What total does the article on Rep. Christine Chandler's briefing to the Kiwanis Club of Los Alamos give for the final budget?

**EXTRACT PROVIDED**
------------------------------------

Rep. Chandler Updates Kiwanis On Legislative Session

Rep. Christine Chandler presents an update to Kiwanis on the 2022 legislative session. Courtesy/Kiwanis 

By BROOKE DAVIS

KIWANIS Club of Los Alamos 

During a March 15 lunch meeting at Trinity on the Hill, Dist. 43 Rep. Christine Chandler briefed the Kiwanis Club of Los Alamos on the recent 30-day session of the Legislature. This session was limited (per New Mexico Constitution) to budget and tax bills and bills that receive a Governor’s message.

The final budget totaled $8.4 billion, a 14 percent increase. It provides a 7 percent average increase for all state employees, a $15/hour minimum wage for state employees, an increase in higher education spending by 4.7 percent, provision for holding approximately 30 percent of recurring appropriations as reserves, and a 12.3 percent increase in public education spending (over 2 years).

------------------------------------

**RECORDED INFORMATION**
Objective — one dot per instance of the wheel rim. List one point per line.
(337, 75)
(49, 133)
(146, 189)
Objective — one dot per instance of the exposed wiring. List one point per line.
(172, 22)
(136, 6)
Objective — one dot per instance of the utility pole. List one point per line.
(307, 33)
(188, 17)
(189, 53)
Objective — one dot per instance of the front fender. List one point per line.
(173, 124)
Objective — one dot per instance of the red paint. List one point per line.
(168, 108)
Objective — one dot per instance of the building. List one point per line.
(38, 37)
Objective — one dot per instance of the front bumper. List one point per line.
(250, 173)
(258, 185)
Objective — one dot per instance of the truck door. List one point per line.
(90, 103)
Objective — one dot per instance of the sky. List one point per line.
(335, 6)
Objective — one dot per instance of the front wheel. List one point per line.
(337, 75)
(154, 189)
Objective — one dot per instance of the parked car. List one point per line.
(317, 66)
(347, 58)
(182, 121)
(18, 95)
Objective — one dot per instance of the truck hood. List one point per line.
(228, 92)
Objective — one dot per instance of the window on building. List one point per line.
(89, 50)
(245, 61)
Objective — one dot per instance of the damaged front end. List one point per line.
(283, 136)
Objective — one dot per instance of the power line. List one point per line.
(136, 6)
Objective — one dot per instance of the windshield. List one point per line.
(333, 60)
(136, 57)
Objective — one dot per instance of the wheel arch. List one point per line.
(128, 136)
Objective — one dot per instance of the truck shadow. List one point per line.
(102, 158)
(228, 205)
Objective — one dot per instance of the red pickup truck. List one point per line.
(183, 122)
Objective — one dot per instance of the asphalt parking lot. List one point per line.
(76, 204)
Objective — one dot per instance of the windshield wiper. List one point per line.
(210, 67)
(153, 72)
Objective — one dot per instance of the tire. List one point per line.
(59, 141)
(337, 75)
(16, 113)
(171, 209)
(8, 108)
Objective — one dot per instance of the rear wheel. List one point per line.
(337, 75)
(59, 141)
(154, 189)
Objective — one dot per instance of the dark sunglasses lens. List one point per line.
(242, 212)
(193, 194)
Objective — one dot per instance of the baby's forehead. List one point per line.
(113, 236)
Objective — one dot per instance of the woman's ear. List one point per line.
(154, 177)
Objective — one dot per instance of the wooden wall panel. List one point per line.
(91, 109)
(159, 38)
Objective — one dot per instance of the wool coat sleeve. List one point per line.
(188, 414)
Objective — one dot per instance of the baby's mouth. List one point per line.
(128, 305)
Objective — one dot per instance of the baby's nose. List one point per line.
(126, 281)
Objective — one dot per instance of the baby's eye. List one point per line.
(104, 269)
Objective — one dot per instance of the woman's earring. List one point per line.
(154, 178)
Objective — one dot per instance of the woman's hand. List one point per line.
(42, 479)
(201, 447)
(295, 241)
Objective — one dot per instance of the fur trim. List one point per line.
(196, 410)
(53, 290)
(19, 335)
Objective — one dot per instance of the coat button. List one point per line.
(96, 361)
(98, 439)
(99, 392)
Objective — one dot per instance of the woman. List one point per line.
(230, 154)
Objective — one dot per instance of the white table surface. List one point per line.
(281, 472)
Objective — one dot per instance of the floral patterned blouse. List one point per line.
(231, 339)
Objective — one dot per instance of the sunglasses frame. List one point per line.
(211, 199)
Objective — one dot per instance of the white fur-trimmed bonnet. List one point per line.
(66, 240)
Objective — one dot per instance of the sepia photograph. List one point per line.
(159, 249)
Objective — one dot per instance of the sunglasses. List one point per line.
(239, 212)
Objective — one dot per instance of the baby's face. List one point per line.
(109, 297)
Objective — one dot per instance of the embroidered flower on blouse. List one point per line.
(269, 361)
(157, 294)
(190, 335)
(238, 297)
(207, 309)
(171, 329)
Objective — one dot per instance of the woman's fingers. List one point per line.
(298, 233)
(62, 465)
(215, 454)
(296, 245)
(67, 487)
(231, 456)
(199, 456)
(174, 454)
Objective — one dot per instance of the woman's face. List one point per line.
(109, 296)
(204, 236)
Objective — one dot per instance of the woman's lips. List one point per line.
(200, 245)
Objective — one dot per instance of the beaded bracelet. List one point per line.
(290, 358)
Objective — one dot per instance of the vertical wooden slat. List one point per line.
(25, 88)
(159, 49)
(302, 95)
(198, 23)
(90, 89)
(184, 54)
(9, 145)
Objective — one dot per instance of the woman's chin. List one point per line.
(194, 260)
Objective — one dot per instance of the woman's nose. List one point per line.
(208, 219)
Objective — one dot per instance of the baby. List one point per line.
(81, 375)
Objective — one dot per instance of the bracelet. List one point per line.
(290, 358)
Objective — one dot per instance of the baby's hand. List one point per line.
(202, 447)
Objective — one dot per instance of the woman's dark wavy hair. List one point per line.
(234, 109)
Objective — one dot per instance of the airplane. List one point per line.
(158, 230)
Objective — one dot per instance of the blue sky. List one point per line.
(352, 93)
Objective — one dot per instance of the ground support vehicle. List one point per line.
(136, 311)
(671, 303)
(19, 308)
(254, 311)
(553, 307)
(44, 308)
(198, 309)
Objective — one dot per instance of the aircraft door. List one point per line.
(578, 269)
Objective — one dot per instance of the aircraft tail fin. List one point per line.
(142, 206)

------------------------------------

**WRITTEN RESPONSE**
$8.4 billion